▼

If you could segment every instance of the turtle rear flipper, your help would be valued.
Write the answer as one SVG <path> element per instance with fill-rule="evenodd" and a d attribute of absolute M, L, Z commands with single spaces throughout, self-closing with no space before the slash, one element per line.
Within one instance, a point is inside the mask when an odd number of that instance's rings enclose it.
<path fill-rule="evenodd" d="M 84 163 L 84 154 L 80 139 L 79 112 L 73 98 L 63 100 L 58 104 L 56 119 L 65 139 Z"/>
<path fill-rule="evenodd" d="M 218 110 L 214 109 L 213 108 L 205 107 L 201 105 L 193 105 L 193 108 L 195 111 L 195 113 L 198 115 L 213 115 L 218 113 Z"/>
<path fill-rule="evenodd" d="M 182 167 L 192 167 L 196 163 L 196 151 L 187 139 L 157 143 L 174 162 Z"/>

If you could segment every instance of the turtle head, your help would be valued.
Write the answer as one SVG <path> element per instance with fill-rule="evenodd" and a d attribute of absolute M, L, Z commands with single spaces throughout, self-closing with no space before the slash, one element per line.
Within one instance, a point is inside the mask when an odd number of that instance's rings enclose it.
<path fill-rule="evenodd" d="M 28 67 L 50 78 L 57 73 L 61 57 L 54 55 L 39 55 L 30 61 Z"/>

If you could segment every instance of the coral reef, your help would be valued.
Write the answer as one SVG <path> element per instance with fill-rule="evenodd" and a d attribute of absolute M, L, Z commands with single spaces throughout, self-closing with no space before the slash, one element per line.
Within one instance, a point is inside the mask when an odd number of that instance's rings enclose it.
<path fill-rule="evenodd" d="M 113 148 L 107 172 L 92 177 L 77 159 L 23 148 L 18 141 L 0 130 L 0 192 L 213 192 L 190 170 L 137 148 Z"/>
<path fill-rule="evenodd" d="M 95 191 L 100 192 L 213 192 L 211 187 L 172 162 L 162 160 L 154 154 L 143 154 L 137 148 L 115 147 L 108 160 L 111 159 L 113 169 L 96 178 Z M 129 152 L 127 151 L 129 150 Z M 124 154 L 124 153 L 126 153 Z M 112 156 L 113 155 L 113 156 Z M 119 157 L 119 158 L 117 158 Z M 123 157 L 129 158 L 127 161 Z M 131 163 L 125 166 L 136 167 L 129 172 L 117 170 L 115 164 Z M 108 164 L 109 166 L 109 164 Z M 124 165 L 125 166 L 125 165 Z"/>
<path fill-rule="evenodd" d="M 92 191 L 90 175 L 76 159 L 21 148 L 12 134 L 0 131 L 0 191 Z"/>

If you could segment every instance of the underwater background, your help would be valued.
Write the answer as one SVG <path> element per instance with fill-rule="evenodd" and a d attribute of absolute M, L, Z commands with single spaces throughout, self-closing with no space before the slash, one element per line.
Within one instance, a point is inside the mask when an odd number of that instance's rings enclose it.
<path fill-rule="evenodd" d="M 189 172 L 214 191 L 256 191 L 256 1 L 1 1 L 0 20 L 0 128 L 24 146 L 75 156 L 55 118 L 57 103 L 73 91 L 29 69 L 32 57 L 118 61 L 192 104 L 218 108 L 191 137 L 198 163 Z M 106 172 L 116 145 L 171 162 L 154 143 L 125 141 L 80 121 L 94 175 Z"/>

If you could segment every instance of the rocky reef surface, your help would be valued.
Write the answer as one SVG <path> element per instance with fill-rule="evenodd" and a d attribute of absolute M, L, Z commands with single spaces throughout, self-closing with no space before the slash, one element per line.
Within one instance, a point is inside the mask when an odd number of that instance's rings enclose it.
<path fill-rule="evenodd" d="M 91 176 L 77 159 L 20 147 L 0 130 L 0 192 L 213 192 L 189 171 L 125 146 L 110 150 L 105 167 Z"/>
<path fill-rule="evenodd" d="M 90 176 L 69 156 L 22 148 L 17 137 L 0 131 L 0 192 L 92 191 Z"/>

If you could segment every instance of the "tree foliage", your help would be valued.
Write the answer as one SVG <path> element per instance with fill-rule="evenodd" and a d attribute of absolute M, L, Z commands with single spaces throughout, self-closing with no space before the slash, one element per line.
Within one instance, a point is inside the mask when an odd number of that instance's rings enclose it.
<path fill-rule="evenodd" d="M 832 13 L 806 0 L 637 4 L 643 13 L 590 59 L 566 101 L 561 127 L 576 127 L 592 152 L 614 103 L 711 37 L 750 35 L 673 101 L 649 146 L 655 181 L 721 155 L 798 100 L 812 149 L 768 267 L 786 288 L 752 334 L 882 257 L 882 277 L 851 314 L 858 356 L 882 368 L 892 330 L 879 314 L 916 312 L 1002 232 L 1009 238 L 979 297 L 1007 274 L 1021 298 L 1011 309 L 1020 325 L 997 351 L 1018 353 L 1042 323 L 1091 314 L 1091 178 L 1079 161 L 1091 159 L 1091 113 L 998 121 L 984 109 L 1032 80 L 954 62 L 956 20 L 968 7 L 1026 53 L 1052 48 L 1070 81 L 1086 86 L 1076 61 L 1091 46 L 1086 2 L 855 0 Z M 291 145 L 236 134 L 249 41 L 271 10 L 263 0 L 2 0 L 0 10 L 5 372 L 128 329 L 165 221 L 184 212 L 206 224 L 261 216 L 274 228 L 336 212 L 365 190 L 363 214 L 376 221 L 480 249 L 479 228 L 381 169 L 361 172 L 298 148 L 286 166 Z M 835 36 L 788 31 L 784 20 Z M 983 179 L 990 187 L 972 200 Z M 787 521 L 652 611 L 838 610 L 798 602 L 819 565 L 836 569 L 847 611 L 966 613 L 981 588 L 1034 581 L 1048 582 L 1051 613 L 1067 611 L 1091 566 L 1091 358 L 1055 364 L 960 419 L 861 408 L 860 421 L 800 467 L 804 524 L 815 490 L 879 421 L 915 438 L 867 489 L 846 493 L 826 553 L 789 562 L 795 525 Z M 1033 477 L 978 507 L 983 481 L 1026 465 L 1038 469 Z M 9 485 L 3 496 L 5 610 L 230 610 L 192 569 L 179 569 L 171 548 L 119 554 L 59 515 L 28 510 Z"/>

▲

Please copy out the lines word for word, beginning at the line that contains "If you could segment every instance of the coral" and stopping after the line that contains "113 148 L 107".

SOLUTION FOR THIS TASK:
If you could segment every instance of the coral reef, your help would be valued.
Write the answer as one SVG <path> element per instance with fill-rule="evenodd" and a d attribute of absolute M, L, Z commands with single spaces throughout, self-closing with no space before the slash, one element per line.
Within one instance, a point is inside the mask when an odd number of that instance's rings enclose it.
<path fill-rule="evenodd" d="M 113 148 L 107 172 L 92 177 L 77 159 L 23 148 L 18 141 L 0 130 L 0 192 L 213 192 L 190 170 L 137 148 Z"/>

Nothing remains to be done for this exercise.